_所给原文_.
»»

中肠是昆虫消化食物和吸收营养的主要器官。本研究表明,棕榈蓟马的中肠在腹部形成两个弯曲,以增加中肠与血淋巴的营养交换面积,使营养物质交换更充分。前中肠、中中肠与后中肠的细胞形态不同,前中肠是消化道最粗的部分,细胞大,向肠腔凸起,微绒毛密集有微绒毛膜包裹,是营养吸收的主要器官。后中肠根据细胞形态可分为扁平端和褶皱端,扁平端微绒毛稀疏,肌肉处于放松状态,褶皱端紧张时微绒毛密集。在后中肠处微绒毛未发现微绒毛膜。据此推测褶皱端细胞在肌肉放松时,细胞形态与扁平端相似,在后中肠细胞中没发现Ullman等发现的同心圆环[6]。棕榈蓟马中肠肌肉比较发达,又可分为环肌和纵肌,它们垂直交叉分布,在肠道蠕动时,原本平铺在基底膜上的肌肉会横向或者纵向收缩,与其连接的细胞形态和肠道形态也会随之改变。此外,棕榈蓟马中肠无围食膜,围食膜比较发达的昆虫的食物里微生物含量比较高,因为植物汁液中微生物较少,棕榈蓟马只进化出了一层微绒毛膜[13-14]。

««

_所给数据_.
»»

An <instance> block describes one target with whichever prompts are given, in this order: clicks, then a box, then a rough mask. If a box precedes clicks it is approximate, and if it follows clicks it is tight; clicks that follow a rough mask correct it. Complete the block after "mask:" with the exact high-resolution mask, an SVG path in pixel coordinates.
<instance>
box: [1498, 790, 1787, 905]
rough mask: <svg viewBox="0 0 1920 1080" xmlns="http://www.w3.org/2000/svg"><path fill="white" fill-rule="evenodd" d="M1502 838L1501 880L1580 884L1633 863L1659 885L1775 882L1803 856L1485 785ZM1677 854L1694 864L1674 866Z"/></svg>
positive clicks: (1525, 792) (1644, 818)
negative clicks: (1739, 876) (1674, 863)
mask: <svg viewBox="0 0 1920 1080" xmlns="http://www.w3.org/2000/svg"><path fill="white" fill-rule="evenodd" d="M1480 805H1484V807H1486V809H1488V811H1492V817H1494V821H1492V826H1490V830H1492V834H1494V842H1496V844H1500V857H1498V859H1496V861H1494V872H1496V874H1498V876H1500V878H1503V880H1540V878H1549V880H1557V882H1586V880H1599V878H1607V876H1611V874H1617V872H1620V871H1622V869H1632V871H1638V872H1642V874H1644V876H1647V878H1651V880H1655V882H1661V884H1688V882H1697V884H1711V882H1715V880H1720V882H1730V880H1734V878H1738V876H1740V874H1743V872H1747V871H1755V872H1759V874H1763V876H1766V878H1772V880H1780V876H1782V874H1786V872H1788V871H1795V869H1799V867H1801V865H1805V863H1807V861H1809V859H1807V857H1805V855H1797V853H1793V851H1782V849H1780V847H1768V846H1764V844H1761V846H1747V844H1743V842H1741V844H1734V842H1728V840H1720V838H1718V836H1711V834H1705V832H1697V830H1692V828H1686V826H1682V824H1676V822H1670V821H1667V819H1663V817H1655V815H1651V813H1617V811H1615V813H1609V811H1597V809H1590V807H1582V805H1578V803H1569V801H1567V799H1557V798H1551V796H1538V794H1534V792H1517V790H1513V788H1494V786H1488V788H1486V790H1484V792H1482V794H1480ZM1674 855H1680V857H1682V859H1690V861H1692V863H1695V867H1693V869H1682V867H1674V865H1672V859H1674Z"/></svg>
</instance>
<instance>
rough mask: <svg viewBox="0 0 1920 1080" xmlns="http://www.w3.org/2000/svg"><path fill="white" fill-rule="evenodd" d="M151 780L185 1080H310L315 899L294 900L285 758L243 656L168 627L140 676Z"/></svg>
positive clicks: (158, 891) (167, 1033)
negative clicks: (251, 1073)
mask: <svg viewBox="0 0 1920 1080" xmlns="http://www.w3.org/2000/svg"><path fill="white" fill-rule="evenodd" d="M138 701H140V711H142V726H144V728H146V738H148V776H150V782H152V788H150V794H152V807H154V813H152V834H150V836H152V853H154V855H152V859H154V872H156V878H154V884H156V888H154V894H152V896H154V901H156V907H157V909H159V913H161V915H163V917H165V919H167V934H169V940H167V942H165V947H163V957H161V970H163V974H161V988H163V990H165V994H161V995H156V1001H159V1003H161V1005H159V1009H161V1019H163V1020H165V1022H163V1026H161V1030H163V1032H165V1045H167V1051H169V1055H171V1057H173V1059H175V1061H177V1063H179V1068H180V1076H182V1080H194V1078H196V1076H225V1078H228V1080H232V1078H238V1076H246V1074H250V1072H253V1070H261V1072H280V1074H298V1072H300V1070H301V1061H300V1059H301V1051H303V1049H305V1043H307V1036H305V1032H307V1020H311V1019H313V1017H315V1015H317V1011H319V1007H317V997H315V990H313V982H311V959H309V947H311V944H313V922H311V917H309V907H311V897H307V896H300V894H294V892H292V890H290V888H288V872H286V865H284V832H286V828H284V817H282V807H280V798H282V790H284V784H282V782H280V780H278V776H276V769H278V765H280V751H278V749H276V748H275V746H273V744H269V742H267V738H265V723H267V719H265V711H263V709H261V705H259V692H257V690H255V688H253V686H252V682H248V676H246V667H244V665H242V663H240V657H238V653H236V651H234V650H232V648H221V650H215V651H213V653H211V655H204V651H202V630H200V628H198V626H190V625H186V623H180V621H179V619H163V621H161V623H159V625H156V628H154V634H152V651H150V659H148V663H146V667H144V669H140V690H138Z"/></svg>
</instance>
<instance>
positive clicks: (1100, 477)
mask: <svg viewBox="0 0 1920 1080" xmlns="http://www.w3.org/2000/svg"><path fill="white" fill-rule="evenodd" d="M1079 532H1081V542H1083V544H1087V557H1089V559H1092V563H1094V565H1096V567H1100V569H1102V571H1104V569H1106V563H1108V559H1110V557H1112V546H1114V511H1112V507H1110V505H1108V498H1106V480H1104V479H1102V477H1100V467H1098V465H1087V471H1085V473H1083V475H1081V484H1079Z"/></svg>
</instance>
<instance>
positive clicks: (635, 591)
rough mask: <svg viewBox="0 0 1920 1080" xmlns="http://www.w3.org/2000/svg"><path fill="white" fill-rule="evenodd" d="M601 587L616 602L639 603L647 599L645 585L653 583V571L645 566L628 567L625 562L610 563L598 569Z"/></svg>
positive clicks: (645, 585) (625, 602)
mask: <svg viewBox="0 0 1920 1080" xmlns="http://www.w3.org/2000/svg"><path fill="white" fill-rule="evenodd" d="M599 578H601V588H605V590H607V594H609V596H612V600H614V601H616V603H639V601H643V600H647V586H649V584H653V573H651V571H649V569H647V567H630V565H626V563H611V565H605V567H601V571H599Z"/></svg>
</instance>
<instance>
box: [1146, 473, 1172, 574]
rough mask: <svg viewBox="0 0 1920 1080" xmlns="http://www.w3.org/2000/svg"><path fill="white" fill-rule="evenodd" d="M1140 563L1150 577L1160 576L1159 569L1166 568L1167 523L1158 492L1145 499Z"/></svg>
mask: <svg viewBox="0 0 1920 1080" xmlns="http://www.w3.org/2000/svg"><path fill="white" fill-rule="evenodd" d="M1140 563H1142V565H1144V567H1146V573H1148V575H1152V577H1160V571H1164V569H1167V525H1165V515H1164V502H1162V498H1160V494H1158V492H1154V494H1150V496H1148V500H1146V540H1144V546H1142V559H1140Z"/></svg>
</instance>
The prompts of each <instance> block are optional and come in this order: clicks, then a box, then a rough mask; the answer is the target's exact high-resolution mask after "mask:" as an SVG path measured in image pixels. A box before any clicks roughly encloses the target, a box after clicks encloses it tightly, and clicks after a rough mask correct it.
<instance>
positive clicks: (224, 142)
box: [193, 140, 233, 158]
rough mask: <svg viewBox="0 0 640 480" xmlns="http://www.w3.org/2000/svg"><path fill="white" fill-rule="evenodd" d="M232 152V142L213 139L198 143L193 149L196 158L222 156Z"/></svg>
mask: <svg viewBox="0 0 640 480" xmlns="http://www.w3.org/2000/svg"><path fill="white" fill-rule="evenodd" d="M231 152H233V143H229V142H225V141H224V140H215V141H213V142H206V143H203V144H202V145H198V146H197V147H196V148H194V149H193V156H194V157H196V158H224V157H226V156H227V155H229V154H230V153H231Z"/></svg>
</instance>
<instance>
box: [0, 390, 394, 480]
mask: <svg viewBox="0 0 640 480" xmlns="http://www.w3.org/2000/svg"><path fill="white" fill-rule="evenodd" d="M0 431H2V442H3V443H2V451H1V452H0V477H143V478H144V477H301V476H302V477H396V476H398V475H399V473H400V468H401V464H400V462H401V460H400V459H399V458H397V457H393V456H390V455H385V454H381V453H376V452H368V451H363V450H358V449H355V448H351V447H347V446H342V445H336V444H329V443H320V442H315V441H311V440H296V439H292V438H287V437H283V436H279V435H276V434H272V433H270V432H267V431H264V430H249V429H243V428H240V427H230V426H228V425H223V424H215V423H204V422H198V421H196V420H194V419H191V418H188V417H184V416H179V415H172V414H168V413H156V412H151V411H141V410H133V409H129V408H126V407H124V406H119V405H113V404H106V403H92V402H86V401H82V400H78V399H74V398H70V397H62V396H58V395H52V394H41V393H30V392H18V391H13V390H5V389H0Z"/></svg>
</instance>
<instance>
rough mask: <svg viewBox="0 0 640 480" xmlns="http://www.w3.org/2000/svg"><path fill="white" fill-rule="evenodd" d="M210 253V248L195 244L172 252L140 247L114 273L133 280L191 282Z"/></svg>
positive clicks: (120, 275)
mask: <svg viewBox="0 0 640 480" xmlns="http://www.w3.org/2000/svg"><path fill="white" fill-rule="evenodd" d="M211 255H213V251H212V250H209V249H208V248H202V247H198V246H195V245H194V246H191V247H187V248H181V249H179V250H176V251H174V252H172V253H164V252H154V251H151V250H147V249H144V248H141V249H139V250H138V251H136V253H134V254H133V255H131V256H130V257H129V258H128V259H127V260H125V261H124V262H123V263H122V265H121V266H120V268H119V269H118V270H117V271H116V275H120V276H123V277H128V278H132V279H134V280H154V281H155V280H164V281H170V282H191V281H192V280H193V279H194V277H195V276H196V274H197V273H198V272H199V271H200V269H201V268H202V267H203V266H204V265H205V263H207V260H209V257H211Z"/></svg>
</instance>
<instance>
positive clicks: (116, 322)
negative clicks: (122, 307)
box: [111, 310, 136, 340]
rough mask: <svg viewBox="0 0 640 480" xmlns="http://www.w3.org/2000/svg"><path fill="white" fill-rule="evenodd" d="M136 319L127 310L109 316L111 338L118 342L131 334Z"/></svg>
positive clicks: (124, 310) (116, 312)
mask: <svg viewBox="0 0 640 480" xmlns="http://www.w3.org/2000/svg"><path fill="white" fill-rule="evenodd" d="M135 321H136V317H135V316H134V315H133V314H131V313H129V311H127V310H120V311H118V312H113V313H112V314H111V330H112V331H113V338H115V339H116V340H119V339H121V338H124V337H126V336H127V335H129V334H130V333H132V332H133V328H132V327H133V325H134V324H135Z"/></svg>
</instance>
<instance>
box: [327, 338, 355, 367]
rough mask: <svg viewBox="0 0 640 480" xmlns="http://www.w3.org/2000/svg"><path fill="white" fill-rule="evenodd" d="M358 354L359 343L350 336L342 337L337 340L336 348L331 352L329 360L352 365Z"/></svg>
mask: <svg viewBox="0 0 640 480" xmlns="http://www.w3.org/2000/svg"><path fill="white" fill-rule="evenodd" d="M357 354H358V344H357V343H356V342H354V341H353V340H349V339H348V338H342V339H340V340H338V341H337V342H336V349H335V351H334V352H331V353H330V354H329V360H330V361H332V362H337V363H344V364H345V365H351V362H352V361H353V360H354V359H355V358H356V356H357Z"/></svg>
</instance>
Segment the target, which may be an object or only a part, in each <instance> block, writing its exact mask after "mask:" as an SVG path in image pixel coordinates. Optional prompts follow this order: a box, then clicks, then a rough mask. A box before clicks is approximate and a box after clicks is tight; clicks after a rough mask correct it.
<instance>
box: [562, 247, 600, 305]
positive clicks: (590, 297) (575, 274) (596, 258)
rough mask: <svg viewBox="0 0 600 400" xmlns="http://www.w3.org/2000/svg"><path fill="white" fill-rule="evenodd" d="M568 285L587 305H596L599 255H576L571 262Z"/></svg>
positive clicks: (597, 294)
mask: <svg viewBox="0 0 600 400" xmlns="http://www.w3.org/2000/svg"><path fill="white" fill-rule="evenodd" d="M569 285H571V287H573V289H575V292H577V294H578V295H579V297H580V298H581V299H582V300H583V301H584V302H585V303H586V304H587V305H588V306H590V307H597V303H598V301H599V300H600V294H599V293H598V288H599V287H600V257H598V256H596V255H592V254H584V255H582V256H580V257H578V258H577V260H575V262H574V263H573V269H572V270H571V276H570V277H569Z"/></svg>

««

_练习任务_.
• 1. 请将关于棕榈蓟马中肠的原文从“中肠是昆虫消化食物和吸收营养”开始、至“一层微绒毛膜[13-14]。”结束的部分重新写出,并将其中的“微绒毛膜”改为“微绒毛包膜”。
• 2. 请列出关于棕榈蓟马中肠的原文中所划分的中肠各部分的名称。
• 3. 请接续关于棕榈蓟马中肠的原文,从其最后一句之后续写下去。
以上数据系独立材料,与原文彼此分开。

_答案列表_.
• 1.
中肠是昆虫消化食物和吸收营养的主要器官。本研究表明,棕榈蓟马的中肠在腹部形成两个弯曲,以增加中肠与血淋巴的营养交换面积,使营养物质交换更充分。前中肠、中中肠与后中肠的细胞形态不同,前中肠是消化道最粗的部分,细胞大,向肠腔凸起,微绒毛密集有微绒毛包膜包裹,是营养吸收的主要器官。后中肠根据细胞形态可分为扁平端和褶皱端,扁平端微绒毛稀疏,肌肉处于放松状态,褶皱端紧张时微绒毛密集。在后中肠处微绒毛未发现微绒毛包膜。据此推测褶皱端细胞在肌肉放松时,细胞形态与扁平端相似,在后中肠细胞中没发现Ullman等发现的同心圆环[6]。棕榈蓟马中肠肌肉比较发达,又可分为环肌和纵肌,它们垂直交叉分布,在肠道蠕动时,原本平铺在基底膜上的肌肉会横向或者纵向收缩,与其连接的细胞形态和肠道形态也会随之改变。此外,棕榈蓟马中肠无围食膜,围食膜比较发达的昆虫的食物里微生物含量比较高,因为植物汁液中微生物较少,棕榈蓟马只进化出了一层微绒毛包膜[13-14]。

• 2. 前中肠、中中肠、后中肠

• 3.
大部分昆虫的回肠都是由一层角质层和不发达的肠壁细胞构成,本研究表明,棕榈蓟马回肠肌肉十分发达,几乎与肠壁细胞厚度相同[15]。此外,棕榈蓟马直肠内部还有大量的微生物,这与Ullman等在西花蓟马后肠中观察到的结果一致,在电镜下的微生物形态观察也类似[6]。
不同昆虫的马氏管形态、数量都有不同,4根马氏管是缨翅目昆虫共有的特征。本研究表明,棕榈蓟马的马氏管一端与中后肠连接处链接,一端游离在血腔中。马氏管由中空的管壁细胞构成,管壁细胞内有大量的液泡,胞内的液泡被认为是由内质网或高尔基体包裹的排泄产物[16]。
综上所述,本研究利用激光共聚焦显微镜和透射电镜解剖观察了棕榈蓟马的消化道,初步明确了棕榈蓟马消化道的构成和功能,为研究病原物在棕榈蓟马体内侵染路径提供基础依据,也可以为不同种蓟马之间传毒差异比较研究提供理论支持。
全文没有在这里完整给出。